Requirements:
1. In the crossword review, which puzzle entry does the writer call a favorite?
2. Pick up the crossword review from its last sentence and carry it forward.

Tuesday, July 15, 2008

Tuesday, July, 15, 2008

Title: In the Middle
Author: Barry C. Silk
Theme: Phrases have "IN" added in the middle to generate new phrases.

  • 17a: Bill from an orator? (SPEAKING INVOICE).

  • 24a: Saudi oil revenue? (KINGDOM INCOME).


  • 51a: Cause of a fugitive's pain? (RUNAWAY INJURY). My favorite of the bunch.

  • 60a: Praying mantis? (RELIGIOUS INSECT).


These are decent Tuesday theme entries. Nothing overly fancy, but fine.


Sunny Spots:

  • 28a: "Big" or "small" hold'em payment (BLIND). After yesterday, we just keep the poker terms coming.

  • 3d: Bizarre (FREAKISH). I like this fill. Great word.

  • 33d: Long-grain rice (BASMATI). Nice word ending in I. Don't see all that many of those. And food, too.

  • 39d: Lie motionless (PLAY DEAD). Good fill.



Sundries:

  • 9a: Part of www (WIDE). World Wide Web

  • 32a: Tongue sensor (TASTE BUD).

  • 38a: Cal. pages (MOS). That's calendar, not California.

  • 39a: Nightwear, briefly (PJS).

  • 42a: "___ My Party" (1963 #1 hit for Lesley Gore) (IT'S). Classic oldie. Check it out here.

  • 43a: Sewer entries (MANHOLES).

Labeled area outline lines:

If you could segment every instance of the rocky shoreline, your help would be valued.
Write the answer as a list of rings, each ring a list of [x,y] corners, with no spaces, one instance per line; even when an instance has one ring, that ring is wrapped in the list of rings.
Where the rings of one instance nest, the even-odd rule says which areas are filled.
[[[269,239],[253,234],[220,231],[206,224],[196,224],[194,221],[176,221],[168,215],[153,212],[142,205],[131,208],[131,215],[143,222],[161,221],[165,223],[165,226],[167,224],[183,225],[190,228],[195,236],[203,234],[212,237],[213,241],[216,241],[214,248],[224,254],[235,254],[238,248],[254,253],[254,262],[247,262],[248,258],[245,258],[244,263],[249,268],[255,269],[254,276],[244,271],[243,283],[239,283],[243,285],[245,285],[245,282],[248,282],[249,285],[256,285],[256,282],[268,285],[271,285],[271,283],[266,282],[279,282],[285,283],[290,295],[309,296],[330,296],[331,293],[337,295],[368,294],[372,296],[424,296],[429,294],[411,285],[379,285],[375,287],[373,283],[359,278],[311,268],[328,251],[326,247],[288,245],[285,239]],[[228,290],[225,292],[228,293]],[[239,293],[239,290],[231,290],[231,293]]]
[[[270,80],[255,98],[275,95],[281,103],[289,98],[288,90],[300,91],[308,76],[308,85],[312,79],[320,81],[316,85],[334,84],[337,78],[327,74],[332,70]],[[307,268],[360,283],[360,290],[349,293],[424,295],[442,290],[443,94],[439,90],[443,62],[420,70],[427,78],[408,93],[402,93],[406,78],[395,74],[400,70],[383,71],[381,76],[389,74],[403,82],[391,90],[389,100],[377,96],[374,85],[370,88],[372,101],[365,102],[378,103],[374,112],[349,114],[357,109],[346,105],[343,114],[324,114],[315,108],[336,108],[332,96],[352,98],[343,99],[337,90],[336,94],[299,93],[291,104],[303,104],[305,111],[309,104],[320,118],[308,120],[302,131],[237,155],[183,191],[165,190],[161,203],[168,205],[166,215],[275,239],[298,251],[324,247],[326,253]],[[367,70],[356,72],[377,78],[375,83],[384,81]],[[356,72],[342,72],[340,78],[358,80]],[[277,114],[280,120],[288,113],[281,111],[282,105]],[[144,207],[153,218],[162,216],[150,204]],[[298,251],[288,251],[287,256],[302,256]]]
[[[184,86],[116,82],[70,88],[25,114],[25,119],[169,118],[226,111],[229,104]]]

Final results:
1. 51a, RUNAWAY INJURY.

2.
  • 45a: North Carolina's Cape ___ (FEAR). Best known for the movie (and remake) of the same name.

  • 48a: Compressed video file format (MPEG). Gimme for me.

  • 50a: Muscular strength (BRAWN).

  • 54a: Coddled thing (EGG).

  • 56a: Canal zone? (EAR). Cute.

  • 57a: Nyet negators (DAS).

  • 64a: Diciembre follower (ENERO). This is the one Spanish month you need to know.

  • 66a: "10 Things I ___ About You" (HATE). Never saw the film, but I saw enough trailers that I feel like I have.

  • 68a: Half-___ over (drunk, in slang) (SEAS). Not a phrase I'm familiar with.

  • 1d: Teacher's helper: Abbr. (ASST). Well, anyone's helper, really.

  • 4d: LIRR train letters (MTA).

  • 7d: 2004 GOP convention locale (MSG). Madison Square Garden.

  • 8d: Black mark (STIGMA).

  • 16d: Makes more attractive, with "up" (SEXES).

  • 25d: Abbr. on a windshield wiper control stick (INT). Interval.

  • 26d: Leash law, e.g.: Abbr. (ORD). Ordinance.

  • 38d: Milk of ___ (MAGNESIA).

  • 46d: Seat of Oregon's Lane County (EUGENE). I'm familiar with the city.

  • 47d: Did some fishing (ANGLED).

  • 49d: Road construction cones (PYLONS).

  • 52d: Delivery truck (WAGON).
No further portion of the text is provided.